* TASK TO COMPLETE *
Pick out every line of the records below that contains the string "person" and copy each one. Matching is case-sensitive.
═══
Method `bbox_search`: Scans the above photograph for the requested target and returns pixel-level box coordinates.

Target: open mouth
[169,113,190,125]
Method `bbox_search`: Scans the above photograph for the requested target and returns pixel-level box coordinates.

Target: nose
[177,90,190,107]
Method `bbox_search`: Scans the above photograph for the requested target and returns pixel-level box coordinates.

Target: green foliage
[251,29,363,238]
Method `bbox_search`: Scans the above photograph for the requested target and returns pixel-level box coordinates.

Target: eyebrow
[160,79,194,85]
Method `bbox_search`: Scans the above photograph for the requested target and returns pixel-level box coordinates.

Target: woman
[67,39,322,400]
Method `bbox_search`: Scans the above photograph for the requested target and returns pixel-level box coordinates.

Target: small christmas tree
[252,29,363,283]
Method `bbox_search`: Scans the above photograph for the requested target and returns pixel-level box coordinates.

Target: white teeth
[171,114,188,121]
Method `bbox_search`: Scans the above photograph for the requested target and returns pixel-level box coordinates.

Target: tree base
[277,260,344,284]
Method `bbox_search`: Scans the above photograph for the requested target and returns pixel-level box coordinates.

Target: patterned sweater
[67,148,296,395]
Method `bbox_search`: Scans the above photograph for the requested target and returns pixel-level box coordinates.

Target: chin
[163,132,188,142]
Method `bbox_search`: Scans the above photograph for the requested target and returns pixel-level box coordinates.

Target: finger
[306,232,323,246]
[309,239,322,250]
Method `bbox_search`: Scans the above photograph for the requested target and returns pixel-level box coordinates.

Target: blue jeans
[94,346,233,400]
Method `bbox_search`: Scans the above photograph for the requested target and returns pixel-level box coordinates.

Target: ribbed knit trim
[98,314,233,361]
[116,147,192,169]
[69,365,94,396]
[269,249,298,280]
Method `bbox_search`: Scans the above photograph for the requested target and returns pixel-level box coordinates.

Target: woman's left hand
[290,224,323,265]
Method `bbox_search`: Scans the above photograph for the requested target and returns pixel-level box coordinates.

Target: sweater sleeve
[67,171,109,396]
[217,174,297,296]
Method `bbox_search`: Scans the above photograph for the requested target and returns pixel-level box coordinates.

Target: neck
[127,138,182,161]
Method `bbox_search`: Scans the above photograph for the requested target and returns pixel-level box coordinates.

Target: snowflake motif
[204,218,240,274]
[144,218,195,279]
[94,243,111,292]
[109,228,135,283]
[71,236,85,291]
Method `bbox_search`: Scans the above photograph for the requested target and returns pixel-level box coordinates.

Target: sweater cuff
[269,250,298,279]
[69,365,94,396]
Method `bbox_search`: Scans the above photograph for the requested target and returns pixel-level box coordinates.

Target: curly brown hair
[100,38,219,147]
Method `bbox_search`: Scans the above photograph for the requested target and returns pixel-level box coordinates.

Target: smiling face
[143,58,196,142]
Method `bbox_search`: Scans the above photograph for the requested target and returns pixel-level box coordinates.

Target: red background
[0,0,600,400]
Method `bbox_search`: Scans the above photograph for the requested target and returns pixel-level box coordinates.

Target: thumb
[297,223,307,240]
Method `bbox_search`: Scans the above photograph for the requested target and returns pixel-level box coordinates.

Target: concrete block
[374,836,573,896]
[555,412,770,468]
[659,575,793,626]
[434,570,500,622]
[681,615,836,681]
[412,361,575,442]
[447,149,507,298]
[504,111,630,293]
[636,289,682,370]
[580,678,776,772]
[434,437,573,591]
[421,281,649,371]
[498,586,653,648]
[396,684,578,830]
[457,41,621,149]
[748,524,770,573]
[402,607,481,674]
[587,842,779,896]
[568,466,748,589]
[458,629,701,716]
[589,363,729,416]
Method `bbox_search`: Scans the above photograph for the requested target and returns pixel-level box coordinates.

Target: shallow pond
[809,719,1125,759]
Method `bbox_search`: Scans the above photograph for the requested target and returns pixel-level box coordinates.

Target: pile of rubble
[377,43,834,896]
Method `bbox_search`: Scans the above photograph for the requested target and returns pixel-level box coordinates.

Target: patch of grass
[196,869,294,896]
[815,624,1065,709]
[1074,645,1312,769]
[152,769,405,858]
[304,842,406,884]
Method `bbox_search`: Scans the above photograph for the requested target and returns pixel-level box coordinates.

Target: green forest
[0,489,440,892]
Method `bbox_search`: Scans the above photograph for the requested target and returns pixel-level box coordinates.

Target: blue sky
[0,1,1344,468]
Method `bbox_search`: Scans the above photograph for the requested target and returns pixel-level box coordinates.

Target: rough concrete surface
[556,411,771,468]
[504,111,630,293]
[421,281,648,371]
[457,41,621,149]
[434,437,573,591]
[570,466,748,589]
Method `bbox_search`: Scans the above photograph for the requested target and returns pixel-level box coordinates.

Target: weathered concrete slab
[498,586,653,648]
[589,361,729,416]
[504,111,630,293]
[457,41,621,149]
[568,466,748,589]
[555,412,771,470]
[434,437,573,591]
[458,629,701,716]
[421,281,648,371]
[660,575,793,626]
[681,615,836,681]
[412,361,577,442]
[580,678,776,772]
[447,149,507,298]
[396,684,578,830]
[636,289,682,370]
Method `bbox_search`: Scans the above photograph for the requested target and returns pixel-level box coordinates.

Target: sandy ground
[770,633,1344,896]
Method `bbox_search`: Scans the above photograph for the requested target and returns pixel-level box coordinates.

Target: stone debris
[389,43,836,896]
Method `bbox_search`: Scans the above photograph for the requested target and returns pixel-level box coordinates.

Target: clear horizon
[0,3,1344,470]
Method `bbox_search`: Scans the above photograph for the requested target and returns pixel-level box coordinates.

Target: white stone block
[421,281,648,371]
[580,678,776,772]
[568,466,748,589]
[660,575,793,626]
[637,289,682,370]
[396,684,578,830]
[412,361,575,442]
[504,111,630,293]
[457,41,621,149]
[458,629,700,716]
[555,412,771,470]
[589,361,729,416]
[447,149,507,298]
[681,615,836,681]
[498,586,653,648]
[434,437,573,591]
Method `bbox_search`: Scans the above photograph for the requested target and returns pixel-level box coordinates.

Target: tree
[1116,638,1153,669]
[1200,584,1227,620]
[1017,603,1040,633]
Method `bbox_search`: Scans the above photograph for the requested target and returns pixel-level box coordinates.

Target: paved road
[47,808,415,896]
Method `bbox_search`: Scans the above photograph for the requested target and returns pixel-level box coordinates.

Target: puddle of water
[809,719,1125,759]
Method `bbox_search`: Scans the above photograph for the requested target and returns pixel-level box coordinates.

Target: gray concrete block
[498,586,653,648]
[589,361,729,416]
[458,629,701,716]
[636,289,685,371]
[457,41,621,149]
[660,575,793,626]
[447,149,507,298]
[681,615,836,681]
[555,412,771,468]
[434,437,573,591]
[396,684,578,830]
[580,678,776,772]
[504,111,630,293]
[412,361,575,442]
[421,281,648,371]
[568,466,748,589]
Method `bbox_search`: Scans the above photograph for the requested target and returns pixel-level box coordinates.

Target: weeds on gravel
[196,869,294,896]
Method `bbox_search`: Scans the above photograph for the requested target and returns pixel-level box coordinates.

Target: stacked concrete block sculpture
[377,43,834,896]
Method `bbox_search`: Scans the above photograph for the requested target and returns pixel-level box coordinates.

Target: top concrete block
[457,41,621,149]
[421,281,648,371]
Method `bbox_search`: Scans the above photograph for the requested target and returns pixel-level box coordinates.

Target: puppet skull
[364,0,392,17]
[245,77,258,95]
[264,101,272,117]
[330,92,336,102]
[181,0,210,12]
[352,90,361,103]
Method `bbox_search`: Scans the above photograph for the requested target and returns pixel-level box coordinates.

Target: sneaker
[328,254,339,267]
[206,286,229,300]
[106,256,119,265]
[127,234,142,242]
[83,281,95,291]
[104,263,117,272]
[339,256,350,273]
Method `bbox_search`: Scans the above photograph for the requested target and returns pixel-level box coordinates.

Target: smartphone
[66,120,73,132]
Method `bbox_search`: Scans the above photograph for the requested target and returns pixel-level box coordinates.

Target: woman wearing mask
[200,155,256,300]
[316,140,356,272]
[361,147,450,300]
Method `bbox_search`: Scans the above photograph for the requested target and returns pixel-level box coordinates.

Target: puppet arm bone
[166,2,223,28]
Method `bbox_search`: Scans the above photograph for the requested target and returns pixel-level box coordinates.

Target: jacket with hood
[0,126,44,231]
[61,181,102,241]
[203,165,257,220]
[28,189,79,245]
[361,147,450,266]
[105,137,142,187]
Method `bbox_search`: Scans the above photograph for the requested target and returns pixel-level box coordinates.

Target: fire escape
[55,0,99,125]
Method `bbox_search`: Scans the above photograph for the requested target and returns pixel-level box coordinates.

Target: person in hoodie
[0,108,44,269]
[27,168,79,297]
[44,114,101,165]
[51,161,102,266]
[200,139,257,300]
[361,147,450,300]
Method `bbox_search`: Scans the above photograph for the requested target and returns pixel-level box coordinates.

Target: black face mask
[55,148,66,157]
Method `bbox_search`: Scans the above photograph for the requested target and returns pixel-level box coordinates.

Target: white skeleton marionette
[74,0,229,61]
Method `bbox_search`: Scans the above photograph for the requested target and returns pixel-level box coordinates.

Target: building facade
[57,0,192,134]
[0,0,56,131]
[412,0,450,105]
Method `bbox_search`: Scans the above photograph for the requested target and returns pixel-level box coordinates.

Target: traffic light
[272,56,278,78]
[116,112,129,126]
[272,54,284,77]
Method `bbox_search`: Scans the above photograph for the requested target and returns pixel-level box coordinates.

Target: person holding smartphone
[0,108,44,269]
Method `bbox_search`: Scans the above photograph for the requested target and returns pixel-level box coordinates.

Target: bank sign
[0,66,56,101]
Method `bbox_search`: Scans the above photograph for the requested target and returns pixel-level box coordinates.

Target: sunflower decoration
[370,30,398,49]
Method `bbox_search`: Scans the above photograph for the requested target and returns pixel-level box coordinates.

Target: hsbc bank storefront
═══
* THE RESULT *
Target: person in hoodie
Target: person holding smartphone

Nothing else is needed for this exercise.